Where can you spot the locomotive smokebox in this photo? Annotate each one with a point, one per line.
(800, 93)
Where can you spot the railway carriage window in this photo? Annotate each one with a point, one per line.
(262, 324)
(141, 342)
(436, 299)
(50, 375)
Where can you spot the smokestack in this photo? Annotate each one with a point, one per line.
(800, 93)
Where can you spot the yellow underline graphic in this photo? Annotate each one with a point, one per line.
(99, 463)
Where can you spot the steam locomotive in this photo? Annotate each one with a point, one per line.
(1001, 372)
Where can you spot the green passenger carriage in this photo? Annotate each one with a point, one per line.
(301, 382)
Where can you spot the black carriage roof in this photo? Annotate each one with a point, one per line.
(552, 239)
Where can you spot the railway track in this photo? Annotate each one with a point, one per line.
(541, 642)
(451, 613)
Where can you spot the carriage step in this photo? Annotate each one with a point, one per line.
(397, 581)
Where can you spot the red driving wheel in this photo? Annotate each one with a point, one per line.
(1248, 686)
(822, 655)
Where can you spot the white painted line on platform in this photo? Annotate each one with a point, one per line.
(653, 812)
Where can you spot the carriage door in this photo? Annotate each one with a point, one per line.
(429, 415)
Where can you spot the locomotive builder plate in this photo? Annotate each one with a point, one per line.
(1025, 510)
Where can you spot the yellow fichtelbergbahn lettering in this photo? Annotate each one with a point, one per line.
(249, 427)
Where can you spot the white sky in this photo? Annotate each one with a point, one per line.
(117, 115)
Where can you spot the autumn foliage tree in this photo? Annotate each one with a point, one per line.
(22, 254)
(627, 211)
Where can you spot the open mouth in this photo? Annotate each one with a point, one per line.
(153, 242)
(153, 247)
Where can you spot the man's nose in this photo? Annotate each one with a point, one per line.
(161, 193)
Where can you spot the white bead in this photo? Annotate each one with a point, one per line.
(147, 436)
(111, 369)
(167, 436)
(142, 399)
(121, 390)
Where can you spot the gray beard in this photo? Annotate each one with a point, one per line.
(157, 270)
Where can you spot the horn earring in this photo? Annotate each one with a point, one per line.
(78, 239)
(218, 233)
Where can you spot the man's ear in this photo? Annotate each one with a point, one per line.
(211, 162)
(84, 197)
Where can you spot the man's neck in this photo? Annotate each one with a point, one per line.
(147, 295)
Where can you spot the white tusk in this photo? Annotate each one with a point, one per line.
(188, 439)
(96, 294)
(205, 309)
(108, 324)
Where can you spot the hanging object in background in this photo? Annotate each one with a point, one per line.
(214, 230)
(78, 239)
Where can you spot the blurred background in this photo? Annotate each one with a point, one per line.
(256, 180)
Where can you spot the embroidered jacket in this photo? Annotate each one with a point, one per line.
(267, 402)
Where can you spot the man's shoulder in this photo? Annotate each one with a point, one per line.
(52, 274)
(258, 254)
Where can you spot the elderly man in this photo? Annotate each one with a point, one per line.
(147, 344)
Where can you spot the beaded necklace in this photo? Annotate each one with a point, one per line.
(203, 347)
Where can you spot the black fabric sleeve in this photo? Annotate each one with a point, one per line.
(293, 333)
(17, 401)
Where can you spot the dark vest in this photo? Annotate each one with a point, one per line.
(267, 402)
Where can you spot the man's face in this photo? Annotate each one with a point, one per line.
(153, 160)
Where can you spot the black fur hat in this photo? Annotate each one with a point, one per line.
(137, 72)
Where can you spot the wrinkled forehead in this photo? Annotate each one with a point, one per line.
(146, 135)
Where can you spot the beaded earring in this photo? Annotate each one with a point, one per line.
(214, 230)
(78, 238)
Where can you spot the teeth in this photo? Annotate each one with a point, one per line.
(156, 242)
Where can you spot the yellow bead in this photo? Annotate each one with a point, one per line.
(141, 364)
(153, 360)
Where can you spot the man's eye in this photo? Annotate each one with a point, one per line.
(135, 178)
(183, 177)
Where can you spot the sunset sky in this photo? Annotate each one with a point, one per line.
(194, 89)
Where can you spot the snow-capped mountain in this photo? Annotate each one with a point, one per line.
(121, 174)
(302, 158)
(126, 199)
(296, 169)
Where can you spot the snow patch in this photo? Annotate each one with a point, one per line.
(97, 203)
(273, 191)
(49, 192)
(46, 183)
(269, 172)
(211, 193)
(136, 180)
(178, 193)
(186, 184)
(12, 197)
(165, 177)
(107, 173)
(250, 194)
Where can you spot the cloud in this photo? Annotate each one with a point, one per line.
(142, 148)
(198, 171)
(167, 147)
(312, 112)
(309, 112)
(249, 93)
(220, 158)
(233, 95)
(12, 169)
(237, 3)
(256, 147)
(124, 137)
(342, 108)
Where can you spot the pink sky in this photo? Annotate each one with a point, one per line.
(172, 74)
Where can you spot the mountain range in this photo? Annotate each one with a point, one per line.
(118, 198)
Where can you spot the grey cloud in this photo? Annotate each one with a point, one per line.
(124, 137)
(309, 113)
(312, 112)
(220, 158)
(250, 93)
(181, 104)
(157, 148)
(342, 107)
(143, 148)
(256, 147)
____
> _SET EXERCISE_
Your task is to repeat the data exactly, with nothing left out.

> _RESPONSE TO THE TASK_
Where can you spot the locomotive smokebox in this photo? Annotate each one with a point, one per line.
(800, 93)
Where can you spot the railway carriage window in this photo? Annotate each one with a point, one per line.
(262, 324)
(141, 342)
(436, 299)
(50, 375)
Where can you spot the smokestack in this photo? Annotate each one with a point, one per line.
(800, 93)
Where can you spot the yellow underline graphic in this photo? Annotate each one with a point, one per line.
(99, 463)
Where can you spot the steam locomotive in this photo? Annotate each one with a point, one per line.
(1001, 372)
Where can you spot the green passenger carriage in this photo? Annotate each one with a point, one per line.
(301, 382)
Where can you spot the black carriage roof in this photo? Annotate each one with a point, one per line.
(552, 239)
Where can you spot the railway track in this photo? Annotate each one with a point, one per line.
(541, 642)
(451, 613)
Where can you spot the carriage step in this photo? Annotate each one with a point, one per line.
(397, 581)
Where can you spot the red driving wheel in this photo? Annotate each one with a point, one per line.
(1248, 686)
(822, 655)
Where can you spot the white painted line on platform in this photo? Annotate each one with a point, one per line.
(653, 812)
Where can you spot the carriage door in this photo? Annotate each one with a point, one per line.
(429, 415)
Where can you spot the locomotive builder plate in this photo? Annotate each one with a point, one per line.
(1025, 510)
Where can you spot the yellow fichtelbergbahn lettering in this photo? Annotate each one with a point, one per line.
(249, 427)
Where can you spot the white sky in this photo? Annotate each one with a point, one per line.
(117, 115)
Where can you spot the autumn foliage tree in this photo? Annotate each one with a point, one per line.
(22, 254)
(627, 211)
Where can you spot the open mouth in this photo? Annotate each one with a point, one per line.
(153, 242)
(153, 247)
Where can you spot the man's nose in this photo? Annotate each one with a point, one per line.
(161, 193)
Where can you spot the white bead in this photo? Annotate each one with a point, one per line.
(147, 436)
(111, 369)
(167, 436)
(142, 399)
(121, 390)
Where can you spot the gray beard in this photo? Annotate each one with a point, one per line.
(157, 270)
Where can you spot the horn earring in this photo? Annotate each one with a point, one per line.
(78, 239)
(218, 233)
Where can you spot the man's ear in this photo? Annotate each one with a point, one per line.
(211, 162)
(84, 197)
Where can you spot the man's neck in this photo? Annotate each one with a point, one per line.
(147, 295)
Where can you spot the white tusk in this photo? Annotate each one with a point, one per line.
(188, 439)
(96, 294)
(205, 309)
(108, 324)
Where can you spot the hanging object in background in this photo? Annotate each one with a point, one per line.
(214, 230)
(78, 239)
Where can you spot the blurred background in this photo? Annotate each one with a point, one per line.
(256, 180)
Where can you spot the embroidered jacket in this photo? Annotate each one with a point, one per line.
(267, 402)
Where can you spot the man's shoulder in this photo? Annotate each one with a point, one per line.
(52, 274)
(258, 254)
Where can you spot the elderly man in this photo? Annotate each one with a point, one per line.
(147, 344)
Where can you spot the beaded necklace in this photo? Annotate each one with a point, one per line.
(203, 347)
Where can you spot the black fabric sleeve in this photo? Annotate each one with a point, one per line.
(293, 333)
(17, 401)
Where can you spot the dark vest in this photo? Annotate each one with a point, one per line.
(267, 402)
Where can you spot the man's face in this photo? Annotate each one with a point, one per line.
(153, 160)
Where can you spot the black fur hat in this photo? Annotate each one with a point, one per line.
(137, 72)
Where can you spot the wrinkled forehead in this photo? Annotate each one with a point, one per line.
(146, 135)
Where can you spot the beaded earring in this photo? Annotate each one with a point, one per line.
(214, 230)
(78, 238)
Where can you spot the teeth in this photo? Annotate each one with a point, one per line.
(156, 242)
Where can you spot the yellow bead in this photo? Annotate each one with a point, one per line.
(141, 364)
(153, 360)
Where can you spot the man's eye in this photo? Annotate each one with a point, one per line.
(135, 178)
(183, 177)
Where can you spot the sunset sky in this photo? Annotate each one with a point, one per line.
(194, 89)
Where can you spot the snow-capped mountain in this photo? Annotate each one with a point, one per line.
(121, 174)
(302, 158)
(126, 199)
(296, 169)
Where can you spot the snow patch in this photo? Annotate each one with a point, one per line.
(97, 203)
(273, 191)
(49, 192)
(46, 183)
(269, 172)
(211, 193)
(136, 180)
(178, 193)
(186, 184)
(12, 197)
(165, 177)
(107, 173)
(250, 194)
Where can you spot the cloud in this photo? Annotate each one with a point, one per line.
(142, 148)
(198, 171)
(167, 147)
(312, 112)
(309, 112)
(249, 93)
(220, 158)
(233, 95)
(12, 169)
(237, 3)
(256, 147)
(124, 137)
(342, 108)
Where can you spot the pink sky in this photo? Annotate each one with a point, one per line.
(172, 74)
Where can you spot the mountain range in this photo? Annotate each one with a point, one per line.
(118, 198)
Where can you spot the grey cloud in this photo? Annotate each one with a point, one per line.
(124, 137)
(309, 113)
(312, 112)
(220, 158)
(250, 93)
(181, 104)
(157, 148)
(342, 107)
(143, 148)
(256, 147)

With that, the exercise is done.